*PROBLEM TO WORK ON*.
Among the entries below, find every line that has "light" and pull it out.
=== PROVIDED DATA ===
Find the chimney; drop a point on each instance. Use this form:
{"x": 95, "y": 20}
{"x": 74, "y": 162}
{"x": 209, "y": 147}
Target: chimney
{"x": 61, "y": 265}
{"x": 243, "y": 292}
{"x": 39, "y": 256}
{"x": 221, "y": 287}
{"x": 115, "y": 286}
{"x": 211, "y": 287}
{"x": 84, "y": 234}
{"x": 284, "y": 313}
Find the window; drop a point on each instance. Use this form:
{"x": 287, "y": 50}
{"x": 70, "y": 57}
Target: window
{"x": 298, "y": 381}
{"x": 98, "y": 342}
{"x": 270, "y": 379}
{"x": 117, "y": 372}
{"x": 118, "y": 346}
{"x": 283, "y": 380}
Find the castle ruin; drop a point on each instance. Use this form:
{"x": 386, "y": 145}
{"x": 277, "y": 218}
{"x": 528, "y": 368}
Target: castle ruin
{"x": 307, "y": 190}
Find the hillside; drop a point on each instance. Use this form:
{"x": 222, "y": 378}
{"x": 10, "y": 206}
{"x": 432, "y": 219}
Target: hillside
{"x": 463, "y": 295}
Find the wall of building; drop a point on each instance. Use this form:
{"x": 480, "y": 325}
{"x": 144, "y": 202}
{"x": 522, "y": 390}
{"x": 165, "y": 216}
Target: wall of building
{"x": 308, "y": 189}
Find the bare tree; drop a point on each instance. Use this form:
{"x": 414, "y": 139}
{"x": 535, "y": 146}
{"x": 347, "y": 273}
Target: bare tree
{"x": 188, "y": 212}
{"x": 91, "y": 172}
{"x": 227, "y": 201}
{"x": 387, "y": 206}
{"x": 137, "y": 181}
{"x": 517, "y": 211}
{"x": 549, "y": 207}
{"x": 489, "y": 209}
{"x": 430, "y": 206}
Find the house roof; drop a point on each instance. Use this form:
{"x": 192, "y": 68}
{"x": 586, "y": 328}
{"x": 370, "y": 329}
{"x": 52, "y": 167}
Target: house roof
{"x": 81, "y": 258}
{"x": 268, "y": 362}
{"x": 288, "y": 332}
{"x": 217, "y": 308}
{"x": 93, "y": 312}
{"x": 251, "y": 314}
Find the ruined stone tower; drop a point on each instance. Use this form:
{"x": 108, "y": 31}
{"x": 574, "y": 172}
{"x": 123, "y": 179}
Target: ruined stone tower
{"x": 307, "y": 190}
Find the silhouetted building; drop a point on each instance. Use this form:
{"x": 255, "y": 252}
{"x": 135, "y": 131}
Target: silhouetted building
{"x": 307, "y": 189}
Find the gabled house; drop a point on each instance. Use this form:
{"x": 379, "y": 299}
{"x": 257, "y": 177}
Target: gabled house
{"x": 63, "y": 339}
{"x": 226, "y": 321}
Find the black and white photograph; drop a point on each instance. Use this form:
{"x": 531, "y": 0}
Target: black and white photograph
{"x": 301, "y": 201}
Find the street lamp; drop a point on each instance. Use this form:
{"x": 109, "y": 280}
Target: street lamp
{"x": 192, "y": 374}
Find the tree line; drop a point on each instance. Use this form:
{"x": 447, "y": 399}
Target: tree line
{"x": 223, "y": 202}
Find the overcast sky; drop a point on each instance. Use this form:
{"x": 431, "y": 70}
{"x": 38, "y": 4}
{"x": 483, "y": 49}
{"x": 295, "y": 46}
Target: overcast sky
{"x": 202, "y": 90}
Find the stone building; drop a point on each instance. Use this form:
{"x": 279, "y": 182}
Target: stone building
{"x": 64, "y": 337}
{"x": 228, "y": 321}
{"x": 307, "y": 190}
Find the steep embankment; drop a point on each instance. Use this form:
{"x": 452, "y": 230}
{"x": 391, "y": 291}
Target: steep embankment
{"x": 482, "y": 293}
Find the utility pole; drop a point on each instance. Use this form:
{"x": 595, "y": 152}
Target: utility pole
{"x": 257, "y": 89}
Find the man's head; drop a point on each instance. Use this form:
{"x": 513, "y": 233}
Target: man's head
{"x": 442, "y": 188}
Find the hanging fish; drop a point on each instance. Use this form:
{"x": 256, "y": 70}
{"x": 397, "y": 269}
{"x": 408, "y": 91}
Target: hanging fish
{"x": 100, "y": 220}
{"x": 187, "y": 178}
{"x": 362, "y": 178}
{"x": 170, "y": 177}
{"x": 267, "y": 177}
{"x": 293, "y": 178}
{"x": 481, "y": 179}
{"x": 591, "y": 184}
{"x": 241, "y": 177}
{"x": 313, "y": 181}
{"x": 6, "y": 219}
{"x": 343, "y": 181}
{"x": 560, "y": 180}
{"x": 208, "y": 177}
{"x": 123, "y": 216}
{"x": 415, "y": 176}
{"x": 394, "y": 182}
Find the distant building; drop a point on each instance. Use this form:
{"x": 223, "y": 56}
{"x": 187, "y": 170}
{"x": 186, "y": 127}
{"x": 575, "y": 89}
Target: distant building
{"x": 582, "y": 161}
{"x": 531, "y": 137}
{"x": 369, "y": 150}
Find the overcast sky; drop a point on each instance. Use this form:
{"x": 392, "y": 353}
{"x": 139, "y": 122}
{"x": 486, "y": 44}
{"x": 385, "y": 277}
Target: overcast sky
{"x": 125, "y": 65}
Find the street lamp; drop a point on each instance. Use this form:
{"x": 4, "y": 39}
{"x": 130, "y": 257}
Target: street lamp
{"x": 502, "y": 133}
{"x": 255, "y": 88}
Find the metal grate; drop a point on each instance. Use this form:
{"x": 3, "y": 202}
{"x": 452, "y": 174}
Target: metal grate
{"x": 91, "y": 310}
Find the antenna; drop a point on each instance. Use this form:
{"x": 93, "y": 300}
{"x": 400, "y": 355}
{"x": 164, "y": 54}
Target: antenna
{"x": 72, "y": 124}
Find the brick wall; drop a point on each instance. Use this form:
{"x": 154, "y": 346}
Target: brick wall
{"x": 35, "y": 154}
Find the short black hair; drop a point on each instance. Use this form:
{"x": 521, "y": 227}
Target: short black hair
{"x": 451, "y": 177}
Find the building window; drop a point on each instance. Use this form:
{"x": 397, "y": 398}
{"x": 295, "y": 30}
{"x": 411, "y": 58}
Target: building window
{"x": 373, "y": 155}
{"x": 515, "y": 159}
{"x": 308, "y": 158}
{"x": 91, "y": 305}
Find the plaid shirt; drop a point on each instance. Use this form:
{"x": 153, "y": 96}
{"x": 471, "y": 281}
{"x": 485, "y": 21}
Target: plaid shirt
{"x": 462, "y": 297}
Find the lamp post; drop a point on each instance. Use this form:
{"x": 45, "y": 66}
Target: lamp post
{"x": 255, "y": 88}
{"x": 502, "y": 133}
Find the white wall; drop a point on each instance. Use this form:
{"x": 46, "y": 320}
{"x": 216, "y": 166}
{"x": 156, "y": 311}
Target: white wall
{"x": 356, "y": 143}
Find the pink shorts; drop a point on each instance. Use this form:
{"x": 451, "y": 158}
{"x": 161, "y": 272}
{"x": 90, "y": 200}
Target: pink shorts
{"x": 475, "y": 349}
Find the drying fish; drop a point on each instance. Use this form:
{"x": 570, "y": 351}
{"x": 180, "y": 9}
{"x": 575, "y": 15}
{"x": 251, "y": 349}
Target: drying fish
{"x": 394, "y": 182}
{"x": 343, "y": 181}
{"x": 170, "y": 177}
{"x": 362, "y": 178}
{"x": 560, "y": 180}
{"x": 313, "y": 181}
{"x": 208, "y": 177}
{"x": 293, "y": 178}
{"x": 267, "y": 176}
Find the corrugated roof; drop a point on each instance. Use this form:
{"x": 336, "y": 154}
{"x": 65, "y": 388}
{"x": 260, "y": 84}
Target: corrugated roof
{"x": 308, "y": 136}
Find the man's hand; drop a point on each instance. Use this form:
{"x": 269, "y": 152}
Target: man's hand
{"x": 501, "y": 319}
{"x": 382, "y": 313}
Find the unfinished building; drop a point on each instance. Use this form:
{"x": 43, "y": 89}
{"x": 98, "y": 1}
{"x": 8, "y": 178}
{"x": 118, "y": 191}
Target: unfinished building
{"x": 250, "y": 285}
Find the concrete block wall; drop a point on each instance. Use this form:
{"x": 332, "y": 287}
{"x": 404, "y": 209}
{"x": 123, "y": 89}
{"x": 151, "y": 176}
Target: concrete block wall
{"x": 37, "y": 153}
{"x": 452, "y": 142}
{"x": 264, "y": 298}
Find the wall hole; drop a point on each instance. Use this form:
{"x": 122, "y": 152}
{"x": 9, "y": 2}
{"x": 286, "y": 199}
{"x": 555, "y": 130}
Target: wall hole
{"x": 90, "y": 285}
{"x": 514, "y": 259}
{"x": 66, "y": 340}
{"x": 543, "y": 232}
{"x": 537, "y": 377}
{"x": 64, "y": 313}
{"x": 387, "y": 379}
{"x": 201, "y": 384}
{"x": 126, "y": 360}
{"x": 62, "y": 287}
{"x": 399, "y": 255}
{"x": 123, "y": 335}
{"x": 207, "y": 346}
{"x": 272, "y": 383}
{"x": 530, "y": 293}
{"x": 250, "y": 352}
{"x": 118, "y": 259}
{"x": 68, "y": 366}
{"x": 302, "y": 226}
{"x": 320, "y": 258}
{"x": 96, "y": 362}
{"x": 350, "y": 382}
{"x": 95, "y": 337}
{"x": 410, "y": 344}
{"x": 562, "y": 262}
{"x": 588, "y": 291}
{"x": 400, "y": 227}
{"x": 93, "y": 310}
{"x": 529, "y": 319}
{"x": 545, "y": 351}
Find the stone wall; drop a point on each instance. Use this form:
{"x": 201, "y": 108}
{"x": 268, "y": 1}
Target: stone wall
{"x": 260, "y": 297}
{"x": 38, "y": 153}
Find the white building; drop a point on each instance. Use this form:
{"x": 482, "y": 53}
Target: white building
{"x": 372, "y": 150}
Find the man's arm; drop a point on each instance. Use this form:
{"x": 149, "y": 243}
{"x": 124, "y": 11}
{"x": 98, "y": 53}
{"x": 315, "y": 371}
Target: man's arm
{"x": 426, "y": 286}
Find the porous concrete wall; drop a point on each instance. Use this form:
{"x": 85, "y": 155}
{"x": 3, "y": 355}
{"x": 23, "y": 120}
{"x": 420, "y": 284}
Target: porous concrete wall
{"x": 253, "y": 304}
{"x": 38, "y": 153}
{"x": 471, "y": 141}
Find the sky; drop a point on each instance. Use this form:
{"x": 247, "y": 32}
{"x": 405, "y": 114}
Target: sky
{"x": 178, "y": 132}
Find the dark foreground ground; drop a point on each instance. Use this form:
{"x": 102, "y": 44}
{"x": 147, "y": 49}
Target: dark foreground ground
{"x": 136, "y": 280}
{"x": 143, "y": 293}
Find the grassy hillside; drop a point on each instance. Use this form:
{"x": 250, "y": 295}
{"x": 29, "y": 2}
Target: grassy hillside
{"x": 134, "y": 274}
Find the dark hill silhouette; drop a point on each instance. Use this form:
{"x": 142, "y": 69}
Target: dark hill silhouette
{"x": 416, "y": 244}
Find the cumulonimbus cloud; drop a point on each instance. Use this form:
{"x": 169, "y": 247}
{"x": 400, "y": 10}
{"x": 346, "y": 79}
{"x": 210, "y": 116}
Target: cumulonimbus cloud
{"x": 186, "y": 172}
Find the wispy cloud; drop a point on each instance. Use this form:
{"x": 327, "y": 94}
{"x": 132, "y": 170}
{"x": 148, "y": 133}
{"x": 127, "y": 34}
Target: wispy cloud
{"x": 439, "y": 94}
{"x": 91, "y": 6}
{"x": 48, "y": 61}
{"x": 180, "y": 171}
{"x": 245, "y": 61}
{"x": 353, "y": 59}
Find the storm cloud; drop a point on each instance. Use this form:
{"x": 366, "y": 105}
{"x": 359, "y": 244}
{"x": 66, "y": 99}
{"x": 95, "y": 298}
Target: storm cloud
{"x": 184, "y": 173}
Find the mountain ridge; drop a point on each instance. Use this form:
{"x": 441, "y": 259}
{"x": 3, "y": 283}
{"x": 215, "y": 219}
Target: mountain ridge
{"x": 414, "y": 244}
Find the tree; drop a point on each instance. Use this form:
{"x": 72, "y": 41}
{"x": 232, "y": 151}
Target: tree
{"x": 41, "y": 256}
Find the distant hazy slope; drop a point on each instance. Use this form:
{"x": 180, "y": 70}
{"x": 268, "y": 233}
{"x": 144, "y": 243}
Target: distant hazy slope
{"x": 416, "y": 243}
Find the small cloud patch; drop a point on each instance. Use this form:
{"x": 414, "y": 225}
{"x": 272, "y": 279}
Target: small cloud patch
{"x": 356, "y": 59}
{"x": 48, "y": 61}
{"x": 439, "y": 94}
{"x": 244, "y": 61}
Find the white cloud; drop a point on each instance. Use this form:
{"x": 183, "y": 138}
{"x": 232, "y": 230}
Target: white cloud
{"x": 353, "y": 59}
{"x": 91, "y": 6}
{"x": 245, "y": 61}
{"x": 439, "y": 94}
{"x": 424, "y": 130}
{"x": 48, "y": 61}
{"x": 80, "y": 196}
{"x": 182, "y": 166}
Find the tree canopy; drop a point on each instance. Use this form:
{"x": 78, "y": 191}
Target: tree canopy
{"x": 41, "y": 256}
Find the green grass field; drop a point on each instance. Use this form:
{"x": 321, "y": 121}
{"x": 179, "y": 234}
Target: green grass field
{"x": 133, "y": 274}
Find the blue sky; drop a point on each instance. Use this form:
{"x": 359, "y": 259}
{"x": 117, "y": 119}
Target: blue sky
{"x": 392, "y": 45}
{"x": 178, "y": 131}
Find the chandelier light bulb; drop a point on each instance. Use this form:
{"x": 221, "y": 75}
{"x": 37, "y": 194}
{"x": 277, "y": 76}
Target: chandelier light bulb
===
*OUTPUT OF THE EXERCISE*.
Find the chandelier light bulb; drop a point on each instance. Use this form:
Target: chandelier light bulb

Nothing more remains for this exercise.